CONSIGNES DE L'EXERCICE |
(A) Résumez l'entretien en trois phrases.
(B) Recopiez sans rien changer le passage de l'entretien qui va de « Je sais que » jusqu'à « personnes spirituellement semblables. » inclus.

TEXTE DE LA PAGE |

* * *

Toutes ces idéologies passées ont souffert de graves lacunes – la démocratie, à laquelle s’est ajouté le libéralisme, est devenue une tyrannie (le pire régime d’État selon Platon), le communisme a défendu le monde technocentrique sans traditions ni origines, et le fascisme a suivi la mauvaise orientation géopolitique et son racisme était occidental, moderne, libéral et antitraditionnel.

La quatrième théorie politique est la transgression globale de ces défauts – la conception finale de la future histoire (ouverte). C’est le seul moyen de défendre la vérité.

Pour nous, la vérité est le monde multipolaire, la variété florissante des différentes cultures et traditions.

Nous sommes contre le racisme, contre le racisme culturel et stratégique de la civilisation moderne occidentale des États-Unis, qui a été parfaitement décrit par le professeur John M. Hobson dans The Eurocentric Conception of World Politics. Le racisme structurel (ouvert ou subliminal) détruit la charmante complexité des sociétés humaines, qu’elles soient primitives ou complexes.

En tant que jeune femme et militante, rencontrez-vous des difficultés particulières à notre époque ?

Cette guerre spirituelle contre le monde (post-)moderne me donne la force de vivre.

Je sais que je me bats contre l’hégémonie du mal pour la vérité de la Tradition éternelle. Elle est aujourd’hui obscurcie, mais pas complètement perdue. Sans elle, rien ne peut exister.

Je pense que chaque sexe et chaque âge a ses formes d’accès à la Tradition et ses façons de défier la Modernité.

Ma pratique existentielle consiste à refuser la plupart des valeurs de la jeunesse mondialiste. Je pense que nous devons être différents de ce thrash. Je ne crois en rien à la modernité. La modernité a toujours tort.

Je considère l’amour comme une forme d’initiation et de réalisation spirituelle. Et la famille devrait être l’union de personnes spirituellement semblables.

Outre votre père, évidemment, qui conseillez-vous aux jeunes militants désireux d’apprendre nos idées d’étudier ?

Je recommande de prendre connaissance des livres de René Guénon, Julius Evola, Jean Parvulesco, Henry Corbin, Claudio Mutti, Sheikh Imran Nazar Hosein (pour le traditionalisme) ; Platon, Proclus, Schelling, Nietzsche, Martin Heidegger, E. Cioran (pour la philosophie) ; Carl Schmitt, Alain de Benoist et Alain Soral (pour la politique) ; John M. Hobson et Fabio Petito (pour les relations internationales) ; et Gilbert Durand, Georges Dumézil (pour la sociologie). Il s’agit là du « kit de démarrage » de base pour notre révolution intellectuelle et politique.

Vous avez vécu quelque temps en Europe occidentale. Comment compareriez-vous l’état de l’Occident à celui de l’Orient, après une expérience de première main ?

En fait, avant mon arrivée en Europe, je pensais que cette civilisation était absolument morte et qu’aucune révolte n’était possible. Je comparais l’Europe libérale moderne à un marécage sans possibilité de protester contre l’hégémonie du libéralisme.

* * *

Données enregistrées |
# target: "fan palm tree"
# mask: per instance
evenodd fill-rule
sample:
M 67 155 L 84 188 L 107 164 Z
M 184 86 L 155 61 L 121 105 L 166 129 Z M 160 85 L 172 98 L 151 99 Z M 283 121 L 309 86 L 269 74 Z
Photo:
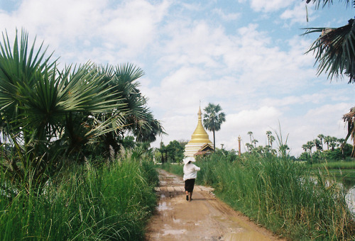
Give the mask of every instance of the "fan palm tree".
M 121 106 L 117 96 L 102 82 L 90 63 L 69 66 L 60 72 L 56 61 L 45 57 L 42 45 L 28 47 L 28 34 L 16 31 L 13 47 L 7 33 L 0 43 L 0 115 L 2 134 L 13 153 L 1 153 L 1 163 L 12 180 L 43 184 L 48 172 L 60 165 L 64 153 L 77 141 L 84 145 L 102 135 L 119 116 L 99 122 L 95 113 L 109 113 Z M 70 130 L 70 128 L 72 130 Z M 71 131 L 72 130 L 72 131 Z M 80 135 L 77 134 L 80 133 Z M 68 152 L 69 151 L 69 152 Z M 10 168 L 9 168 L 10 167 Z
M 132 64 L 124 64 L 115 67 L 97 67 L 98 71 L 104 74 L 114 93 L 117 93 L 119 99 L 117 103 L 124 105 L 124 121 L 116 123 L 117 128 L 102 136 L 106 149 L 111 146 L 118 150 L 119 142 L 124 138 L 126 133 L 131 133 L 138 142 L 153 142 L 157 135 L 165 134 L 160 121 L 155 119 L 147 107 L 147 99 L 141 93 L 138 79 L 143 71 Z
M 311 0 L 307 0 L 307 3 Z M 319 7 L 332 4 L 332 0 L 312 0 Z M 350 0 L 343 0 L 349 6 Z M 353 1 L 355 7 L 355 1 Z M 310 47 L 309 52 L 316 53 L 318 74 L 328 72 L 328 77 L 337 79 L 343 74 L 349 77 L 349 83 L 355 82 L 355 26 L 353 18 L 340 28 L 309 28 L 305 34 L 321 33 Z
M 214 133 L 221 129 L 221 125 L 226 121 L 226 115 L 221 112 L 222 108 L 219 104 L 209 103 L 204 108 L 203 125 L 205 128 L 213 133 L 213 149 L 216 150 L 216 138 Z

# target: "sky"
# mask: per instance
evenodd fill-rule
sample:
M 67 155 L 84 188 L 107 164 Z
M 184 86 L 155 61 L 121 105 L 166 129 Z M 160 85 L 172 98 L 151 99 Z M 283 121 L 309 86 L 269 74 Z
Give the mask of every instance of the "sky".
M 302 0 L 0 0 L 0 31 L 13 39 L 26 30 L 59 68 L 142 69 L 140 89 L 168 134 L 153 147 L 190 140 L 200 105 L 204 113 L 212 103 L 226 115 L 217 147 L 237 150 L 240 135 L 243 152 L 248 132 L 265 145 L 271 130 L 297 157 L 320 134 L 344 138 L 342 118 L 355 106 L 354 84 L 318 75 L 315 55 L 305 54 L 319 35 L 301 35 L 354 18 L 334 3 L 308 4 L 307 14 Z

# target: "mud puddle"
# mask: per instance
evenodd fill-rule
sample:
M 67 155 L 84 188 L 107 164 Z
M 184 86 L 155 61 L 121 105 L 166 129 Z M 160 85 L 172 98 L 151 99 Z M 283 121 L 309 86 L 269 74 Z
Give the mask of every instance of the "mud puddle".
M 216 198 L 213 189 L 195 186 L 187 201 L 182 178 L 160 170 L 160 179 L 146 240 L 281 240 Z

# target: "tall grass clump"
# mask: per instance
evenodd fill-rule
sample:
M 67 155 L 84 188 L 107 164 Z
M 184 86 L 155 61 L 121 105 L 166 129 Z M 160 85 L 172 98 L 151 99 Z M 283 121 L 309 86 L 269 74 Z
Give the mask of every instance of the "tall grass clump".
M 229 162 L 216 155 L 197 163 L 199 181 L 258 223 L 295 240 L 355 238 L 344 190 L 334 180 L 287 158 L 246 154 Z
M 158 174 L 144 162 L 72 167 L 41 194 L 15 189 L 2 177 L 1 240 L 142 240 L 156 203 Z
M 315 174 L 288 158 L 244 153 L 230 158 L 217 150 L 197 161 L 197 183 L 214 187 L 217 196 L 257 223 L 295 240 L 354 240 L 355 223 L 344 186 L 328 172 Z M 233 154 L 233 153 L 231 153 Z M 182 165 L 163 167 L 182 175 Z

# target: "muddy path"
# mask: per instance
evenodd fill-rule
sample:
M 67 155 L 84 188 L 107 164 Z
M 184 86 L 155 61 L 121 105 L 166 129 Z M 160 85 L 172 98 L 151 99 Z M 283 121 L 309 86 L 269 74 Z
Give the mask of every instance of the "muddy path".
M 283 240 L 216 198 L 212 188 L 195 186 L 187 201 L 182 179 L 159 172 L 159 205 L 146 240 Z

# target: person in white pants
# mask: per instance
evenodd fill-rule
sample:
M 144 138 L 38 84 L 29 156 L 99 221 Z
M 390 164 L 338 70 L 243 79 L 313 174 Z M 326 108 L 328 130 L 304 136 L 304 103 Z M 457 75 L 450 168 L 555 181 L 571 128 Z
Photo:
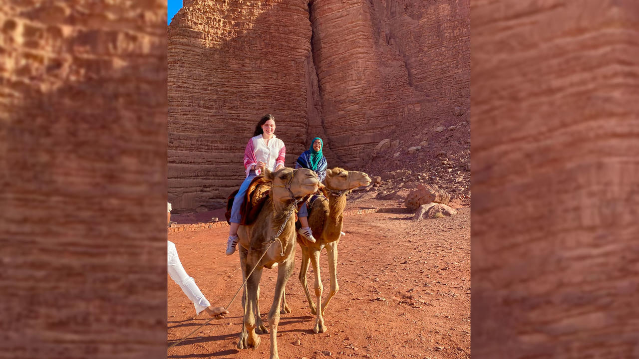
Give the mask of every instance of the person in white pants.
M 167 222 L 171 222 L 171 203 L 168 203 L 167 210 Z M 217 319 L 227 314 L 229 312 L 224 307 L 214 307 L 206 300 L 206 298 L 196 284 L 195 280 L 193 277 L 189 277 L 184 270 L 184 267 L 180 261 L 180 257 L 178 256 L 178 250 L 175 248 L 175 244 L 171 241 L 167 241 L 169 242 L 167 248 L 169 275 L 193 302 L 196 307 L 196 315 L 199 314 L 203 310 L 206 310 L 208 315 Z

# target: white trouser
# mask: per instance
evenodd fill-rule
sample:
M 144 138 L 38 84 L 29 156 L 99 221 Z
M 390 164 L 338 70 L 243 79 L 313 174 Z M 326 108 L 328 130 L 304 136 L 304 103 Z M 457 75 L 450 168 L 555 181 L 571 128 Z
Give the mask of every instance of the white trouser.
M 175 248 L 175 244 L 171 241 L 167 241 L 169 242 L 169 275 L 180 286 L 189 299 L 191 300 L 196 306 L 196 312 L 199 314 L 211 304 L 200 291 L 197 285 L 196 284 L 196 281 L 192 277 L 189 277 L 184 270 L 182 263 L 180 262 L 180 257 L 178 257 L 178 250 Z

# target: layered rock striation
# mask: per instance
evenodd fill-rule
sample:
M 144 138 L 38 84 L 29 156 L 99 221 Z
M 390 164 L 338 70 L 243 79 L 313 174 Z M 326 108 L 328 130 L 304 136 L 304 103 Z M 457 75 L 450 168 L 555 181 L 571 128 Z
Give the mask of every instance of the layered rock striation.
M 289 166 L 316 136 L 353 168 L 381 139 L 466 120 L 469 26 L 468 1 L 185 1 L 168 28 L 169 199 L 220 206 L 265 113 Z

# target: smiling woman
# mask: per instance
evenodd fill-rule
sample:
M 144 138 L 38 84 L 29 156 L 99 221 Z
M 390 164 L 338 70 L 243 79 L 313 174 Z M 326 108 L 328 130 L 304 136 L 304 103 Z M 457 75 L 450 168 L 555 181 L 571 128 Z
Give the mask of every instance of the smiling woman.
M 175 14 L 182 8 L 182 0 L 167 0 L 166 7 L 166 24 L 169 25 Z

* * *

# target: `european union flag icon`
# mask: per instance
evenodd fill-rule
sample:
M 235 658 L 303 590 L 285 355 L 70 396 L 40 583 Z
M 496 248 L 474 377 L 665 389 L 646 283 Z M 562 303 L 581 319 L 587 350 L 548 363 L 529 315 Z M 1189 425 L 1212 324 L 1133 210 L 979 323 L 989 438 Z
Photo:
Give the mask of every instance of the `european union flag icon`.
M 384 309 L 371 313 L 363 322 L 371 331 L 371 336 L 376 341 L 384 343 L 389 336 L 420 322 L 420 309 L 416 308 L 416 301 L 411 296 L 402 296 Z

* * *

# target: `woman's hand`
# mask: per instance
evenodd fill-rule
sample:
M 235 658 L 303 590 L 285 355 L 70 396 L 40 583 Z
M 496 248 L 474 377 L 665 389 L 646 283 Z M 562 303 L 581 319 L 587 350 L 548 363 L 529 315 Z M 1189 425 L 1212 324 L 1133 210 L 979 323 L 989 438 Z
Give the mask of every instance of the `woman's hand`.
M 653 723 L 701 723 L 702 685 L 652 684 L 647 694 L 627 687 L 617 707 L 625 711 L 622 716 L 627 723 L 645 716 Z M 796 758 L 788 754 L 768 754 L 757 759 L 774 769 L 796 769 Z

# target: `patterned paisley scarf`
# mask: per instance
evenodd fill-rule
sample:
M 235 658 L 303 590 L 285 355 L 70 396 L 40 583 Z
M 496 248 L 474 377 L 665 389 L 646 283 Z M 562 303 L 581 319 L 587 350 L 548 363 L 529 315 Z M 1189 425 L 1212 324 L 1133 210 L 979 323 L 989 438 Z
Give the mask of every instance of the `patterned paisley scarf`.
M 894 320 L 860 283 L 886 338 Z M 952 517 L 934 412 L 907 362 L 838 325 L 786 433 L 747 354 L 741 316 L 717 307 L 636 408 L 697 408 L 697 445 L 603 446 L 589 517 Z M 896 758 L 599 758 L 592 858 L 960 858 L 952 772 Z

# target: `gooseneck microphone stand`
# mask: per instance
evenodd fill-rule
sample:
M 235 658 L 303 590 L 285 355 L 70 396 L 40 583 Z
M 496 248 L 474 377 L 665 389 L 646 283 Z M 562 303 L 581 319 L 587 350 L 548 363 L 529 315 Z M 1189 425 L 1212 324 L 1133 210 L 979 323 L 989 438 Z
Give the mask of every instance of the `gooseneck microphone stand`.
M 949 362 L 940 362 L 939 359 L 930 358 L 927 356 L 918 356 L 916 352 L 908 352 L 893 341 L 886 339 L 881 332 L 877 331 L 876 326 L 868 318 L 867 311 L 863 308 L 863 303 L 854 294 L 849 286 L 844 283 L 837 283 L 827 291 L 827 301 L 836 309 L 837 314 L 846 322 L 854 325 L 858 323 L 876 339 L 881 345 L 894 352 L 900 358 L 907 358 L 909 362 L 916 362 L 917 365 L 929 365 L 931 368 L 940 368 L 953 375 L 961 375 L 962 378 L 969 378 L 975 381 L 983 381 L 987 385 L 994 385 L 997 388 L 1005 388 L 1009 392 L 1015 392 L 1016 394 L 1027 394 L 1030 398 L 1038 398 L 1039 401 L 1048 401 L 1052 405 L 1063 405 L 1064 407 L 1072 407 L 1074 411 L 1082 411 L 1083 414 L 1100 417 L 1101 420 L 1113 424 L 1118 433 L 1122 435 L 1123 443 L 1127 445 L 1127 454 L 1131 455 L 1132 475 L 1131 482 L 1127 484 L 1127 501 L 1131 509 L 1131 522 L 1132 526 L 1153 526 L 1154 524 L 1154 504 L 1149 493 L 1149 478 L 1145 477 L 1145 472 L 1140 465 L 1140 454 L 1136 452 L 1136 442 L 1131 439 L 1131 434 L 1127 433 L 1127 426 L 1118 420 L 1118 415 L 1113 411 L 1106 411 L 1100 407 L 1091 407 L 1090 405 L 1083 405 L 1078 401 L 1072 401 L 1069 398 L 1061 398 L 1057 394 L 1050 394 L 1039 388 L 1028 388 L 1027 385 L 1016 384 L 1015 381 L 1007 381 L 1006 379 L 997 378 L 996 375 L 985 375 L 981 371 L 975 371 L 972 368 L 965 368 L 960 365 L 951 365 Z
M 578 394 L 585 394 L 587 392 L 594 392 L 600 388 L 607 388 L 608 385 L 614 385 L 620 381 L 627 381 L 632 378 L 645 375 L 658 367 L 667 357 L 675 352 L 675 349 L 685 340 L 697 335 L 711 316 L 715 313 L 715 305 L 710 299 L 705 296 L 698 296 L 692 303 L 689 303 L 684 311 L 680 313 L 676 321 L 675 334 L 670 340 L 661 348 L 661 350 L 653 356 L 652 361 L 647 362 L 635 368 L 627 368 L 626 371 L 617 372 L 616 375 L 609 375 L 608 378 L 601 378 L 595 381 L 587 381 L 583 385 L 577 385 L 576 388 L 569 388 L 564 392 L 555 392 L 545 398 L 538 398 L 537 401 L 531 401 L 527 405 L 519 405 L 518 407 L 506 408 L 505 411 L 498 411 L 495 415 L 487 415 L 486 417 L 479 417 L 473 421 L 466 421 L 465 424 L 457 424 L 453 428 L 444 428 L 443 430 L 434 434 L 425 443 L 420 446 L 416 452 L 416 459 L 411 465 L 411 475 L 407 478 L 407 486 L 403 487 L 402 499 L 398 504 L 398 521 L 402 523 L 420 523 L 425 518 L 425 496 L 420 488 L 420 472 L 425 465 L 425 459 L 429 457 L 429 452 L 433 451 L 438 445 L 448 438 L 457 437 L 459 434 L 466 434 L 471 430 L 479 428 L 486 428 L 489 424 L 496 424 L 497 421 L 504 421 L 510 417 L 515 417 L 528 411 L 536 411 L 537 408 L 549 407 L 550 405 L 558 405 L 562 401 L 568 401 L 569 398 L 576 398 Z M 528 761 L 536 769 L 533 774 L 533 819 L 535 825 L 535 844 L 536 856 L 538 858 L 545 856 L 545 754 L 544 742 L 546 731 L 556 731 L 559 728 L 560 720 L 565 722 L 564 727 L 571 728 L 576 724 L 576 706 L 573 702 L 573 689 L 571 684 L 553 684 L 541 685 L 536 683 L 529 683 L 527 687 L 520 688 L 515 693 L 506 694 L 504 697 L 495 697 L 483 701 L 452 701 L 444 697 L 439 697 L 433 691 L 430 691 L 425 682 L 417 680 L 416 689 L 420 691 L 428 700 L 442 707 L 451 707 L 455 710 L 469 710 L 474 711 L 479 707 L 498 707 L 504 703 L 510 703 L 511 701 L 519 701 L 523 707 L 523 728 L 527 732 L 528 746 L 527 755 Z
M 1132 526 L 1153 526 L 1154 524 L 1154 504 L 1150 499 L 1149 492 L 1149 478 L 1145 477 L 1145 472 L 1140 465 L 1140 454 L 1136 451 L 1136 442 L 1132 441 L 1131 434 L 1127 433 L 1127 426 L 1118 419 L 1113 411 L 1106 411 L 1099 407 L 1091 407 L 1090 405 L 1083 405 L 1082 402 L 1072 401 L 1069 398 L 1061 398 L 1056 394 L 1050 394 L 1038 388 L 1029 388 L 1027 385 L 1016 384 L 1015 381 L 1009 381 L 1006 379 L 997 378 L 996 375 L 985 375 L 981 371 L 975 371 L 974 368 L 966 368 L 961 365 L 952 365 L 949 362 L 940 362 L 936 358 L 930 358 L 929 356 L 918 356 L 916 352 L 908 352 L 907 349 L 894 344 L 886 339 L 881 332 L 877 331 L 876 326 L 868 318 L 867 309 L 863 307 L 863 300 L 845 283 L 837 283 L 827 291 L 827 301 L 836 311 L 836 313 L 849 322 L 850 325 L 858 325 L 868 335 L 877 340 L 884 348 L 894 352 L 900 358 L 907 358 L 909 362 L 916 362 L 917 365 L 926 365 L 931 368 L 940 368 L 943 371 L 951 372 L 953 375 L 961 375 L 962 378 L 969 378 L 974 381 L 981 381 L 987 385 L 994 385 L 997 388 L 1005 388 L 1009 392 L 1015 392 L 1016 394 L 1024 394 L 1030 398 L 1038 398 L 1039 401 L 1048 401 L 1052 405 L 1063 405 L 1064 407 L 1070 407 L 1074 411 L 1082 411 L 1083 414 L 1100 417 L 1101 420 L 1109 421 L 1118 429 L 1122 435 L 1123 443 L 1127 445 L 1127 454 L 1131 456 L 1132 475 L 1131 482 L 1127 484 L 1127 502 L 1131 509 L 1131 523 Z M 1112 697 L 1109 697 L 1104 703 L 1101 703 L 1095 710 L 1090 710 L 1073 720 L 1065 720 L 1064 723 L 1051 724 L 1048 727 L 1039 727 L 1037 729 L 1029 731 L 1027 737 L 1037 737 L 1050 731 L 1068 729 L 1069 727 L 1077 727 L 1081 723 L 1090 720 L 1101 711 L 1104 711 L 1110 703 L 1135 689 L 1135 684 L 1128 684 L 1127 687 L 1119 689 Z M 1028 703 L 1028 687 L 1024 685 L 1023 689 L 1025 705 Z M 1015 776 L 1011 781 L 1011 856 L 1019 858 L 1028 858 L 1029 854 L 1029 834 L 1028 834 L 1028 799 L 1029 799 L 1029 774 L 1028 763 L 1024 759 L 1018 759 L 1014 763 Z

* * *

RÉPONSES CI-DESSOUS |
(A) L'entretien présente la quatrième théorie politique comme le dépassement des défauts de la démocratie libérale, du communisme et du fascisme, au nom d'un monde multipolaire où fleurissent des cultures et des traditions variées. La personne interrogée, une jeune femme militante, dit mener une guerre spirituelle contre la modernité pour la vérité de la Tradition éternelle, et recommande une série d'auteurs comme « kit de démarrage » pour la révolution intellectuelle et politique. Elle raconte qu'avant d'arriver en Europe, elle croyait cette civilisation absolument morte et toute révolte contre l'hégémonie du libéralisme impossible.

(B)
Je sais que je me bats contre l’hégémonie du mal pour la vérité de la Tradition éternelle. Elle est aujourd’hui obscurcie, mais pas complètement perdue. Sans elle, rien ne peut exister.

Je pense que chaque sexe et chaque âge a ses formes d’accès à la Tradition et ses façons de défier la Modernité.

Ma pratique existentielle consiste à refuser la plupart des valeurs de la jeunesse mondialiste. Je pense que nous devons être différents de ce thrash. Je ne crois en rien à la modernité. La modernité a toujours tort.

Je considère l’amour comme une forme d’initiation et de réalisation spirituelle. Et la famille devrait être l’union de personnes spirituellement semblables.